| Problem |
Copy out every line of the items below that contains the word "dark".

****

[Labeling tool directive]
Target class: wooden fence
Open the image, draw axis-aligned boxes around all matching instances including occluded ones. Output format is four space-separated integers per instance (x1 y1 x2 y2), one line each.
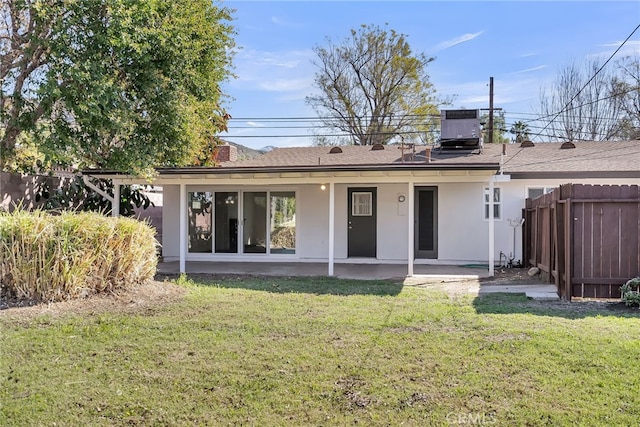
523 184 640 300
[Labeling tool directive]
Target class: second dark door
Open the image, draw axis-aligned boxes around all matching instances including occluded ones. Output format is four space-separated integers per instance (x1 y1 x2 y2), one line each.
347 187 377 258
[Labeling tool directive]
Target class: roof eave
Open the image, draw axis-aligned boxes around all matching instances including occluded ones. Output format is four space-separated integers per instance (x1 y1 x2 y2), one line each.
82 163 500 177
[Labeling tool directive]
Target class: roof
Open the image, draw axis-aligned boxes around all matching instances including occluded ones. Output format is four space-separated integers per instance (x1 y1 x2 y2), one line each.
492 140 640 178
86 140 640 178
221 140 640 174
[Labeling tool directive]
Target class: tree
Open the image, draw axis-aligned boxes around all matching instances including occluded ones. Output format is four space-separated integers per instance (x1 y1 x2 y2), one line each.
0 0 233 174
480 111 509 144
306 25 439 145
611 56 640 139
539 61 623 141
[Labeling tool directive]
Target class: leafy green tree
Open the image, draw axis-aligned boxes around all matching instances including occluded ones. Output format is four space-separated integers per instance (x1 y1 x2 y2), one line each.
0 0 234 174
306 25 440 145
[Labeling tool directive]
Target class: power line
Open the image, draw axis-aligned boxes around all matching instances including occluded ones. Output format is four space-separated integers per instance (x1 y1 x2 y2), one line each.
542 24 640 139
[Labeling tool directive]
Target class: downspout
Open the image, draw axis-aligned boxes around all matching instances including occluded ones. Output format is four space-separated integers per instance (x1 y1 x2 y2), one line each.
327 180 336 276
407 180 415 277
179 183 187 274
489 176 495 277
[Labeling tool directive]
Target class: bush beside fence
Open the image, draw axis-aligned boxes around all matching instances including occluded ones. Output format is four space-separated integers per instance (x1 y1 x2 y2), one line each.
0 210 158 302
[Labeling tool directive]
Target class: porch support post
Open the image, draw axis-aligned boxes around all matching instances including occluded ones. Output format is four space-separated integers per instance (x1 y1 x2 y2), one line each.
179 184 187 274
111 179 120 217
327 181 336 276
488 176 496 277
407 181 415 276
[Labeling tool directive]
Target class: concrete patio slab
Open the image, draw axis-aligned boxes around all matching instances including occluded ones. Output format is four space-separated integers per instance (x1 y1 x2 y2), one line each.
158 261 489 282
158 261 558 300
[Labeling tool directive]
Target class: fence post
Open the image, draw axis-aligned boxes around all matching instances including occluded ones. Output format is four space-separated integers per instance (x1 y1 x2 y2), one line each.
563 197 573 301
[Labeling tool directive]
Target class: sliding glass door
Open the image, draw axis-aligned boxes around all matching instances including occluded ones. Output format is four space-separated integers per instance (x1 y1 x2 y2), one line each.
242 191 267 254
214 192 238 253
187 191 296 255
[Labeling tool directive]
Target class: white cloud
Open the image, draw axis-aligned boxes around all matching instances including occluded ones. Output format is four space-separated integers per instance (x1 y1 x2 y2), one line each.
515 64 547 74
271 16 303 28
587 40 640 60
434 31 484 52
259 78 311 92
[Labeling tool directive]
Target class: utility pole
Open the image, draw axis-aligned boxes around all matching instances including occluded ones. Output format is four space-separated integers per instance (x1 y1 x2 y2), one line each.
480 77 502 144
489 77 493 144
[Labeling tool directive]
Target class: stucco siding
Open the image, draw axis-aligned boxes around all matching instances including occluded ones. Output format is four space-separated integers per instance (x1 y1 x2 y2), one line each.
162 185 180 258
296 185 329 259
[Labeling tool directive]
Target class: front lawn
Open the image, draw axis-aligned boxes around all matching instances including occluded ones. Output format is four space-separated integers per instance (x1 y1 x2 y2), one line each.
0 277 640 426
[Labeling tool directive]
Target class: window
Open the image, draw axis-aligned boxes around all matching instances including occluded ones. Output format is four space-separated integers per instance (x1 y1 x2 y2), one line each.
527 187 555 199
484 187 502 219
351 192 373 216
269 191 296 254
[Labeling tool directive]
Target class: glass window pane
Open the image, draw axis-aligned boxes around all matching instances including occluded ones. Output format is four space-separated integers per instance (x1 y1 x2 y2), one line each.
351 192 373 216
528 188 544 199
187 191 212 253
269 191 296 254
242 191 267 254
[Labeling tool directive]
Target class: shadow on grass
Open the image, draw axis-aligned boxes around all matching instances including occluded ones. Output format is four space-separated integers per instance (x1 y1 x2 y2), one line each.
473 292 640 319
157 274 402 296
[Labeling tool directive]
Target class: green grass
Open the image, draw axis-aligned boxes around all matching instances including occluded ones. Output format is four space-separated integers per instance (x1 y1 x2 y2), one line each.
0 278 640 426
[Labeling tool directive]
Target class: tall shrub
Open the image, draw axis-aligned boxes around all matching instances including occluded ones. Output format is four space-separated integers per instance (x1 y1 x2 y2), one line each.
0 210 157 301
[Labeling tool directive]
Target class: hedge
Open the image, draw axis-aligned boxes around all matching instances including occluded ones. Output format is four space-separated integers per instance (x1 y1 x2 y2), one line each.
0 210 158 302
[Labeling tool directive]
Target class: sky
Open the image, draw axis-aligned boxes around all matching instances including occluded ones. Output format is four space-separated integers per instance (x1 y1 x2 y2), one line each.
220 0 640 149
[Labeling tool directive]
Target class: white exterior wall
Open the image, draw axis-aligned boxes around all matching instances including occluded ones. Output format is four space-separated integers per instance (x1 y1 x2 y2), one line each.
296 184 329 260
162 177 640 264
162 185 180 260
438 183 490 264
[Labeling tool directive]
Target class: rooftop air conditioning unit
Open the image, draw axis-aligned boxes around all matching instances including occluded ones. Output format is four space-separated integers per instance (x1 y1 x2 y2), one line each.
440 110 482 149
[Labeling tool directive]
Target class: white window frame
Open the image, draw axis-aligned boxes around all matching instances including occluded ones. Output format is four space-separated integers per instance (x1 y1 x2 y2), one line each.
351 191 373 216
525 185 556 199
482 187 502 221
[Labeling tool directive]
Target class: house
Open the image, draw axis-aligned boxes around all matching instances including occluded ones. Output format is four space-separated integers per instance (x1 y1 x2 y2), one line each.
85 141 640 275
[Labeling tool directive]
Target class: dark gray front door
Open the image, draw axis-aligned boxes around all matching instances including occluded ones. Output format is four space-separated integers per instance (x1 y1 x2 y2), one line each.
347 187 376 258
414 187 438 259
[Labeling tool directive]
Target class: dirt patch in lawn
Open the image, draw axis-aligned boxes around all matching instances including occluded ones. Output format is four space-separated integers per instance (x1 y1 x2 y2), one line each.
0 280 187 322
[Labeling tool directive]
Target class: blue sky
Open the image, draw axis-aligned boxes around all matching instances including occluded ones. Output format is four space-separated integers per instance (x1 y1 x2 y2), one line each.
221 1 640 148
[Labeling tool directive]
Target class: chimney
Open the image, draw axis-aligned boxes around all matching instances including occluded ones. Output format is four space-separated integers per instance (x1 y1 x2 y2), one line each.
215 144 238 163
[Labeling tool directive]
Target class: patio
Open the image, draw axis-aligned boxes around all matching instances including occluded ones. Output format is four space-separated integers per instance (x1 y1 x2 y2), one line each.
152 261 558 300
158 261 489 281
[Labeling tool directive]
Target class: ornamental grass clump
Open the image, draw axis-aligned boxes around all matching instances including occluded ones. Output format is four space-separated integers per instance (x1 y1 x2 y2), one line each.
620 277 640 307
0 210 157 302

****

| Final answer |
Target class: second dark door
Target class: dark gray front door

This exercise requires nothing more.